- A data block
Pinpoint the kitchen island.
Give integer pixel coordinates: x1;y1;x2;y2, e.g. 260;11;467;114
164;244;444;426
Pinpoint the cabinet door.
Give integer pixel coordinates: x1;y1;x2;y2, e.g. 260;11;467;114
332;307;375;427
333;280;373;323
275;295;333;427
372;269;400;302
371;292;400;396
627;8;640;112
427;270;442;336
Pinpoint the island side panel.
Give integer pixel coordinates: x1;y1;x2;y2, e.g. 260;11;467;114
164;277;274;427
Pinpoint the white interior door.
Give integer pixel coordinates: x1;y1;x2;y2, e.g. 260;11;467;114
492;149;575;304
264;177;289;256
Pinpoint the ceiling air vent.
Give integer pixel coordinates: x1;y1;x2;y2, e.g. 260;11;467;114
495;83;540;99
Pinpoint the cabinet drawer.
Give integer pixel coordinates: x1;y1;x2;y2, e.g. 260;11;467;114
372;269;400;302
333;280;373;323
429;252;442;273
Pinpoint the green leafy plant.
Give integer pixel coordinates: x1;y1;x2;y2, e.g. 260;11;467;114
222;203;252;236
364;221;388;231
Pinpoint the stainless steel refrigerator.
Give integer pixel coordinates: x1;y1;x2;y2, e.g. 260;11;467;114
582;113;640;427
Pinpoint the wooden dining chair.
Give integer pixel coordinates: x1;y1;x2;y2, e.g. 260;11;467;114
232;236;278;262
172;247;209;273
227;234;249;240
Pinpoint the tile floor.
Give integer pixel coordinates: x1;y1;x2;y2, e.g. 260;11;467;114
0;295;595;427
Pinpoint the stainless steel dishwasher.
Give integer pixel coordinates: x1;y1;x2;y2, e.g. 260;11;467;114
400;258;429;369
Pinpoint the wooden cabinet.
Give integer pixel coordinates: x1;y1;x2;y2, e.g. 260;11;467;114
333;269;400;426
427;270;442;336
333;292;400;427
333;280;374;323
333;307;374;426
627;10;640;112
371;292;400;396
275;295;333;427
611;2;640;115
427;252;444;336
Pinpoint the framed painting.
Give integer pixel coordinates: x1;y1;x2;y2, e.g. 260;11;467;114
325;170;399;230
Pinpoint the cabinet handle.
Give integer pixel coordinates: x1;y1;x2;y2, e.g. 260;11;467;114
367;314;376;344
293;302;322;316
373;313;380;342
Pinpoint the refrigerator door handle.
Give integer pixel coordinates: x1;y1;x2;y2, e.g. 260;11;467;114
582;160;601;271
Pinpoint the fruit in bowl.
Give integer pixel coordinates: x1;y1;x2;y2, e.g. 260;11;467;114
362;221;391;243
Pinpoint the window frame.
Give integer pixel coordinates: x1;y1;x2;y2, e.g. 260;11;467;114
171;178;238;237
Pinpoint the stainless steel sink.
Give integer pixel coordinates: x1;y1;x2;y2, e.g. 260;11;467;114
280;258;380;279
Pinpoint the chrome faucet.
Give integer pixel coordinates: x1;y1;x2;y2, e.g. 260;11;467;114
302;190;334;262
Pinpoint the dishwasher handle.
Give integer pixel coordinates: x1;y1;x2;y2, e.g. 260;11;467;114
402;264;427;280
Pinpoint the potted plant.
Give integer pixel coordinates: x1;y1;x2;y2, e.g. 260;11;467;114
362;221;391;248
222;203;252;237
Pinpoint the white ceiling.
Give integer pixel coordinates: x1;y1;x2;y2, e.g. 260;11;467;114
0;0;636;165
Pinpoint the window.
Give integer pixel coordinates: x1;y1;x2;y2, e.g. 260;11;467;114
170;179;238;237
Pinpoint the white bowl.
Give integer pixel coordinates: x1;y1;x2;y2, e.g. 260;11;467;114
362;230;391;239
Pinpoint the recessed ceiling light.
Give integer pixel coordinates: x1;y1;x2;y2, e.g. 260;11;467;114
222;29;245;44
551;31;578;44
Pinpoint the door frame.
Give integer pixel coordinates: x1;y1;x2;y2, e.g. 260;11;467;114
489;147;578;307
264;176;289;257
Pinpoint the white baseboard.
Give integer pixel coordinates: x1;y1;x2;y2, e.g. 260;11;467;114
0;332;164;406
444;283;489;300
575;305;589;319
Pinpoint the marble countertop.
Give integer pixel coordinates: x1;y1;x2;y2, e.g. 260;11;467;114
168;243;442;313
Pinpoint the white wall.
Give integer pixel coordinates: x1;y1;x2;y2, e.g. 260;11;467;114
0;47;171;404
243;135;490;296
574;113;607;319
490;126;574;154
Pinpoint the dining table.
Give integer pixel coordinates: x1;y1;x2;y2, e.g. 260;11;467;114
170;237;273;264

- Do this
Reproduce the records above word for word, starting at the line that contains "Pinpoint the dining table." and ending at the last line of the records.

- Complete response
Pinpoint the dining table.
Give integer pixel coordinates: x1;y1;x2;y2, e.g. 260;11;467;114
170;237;273;264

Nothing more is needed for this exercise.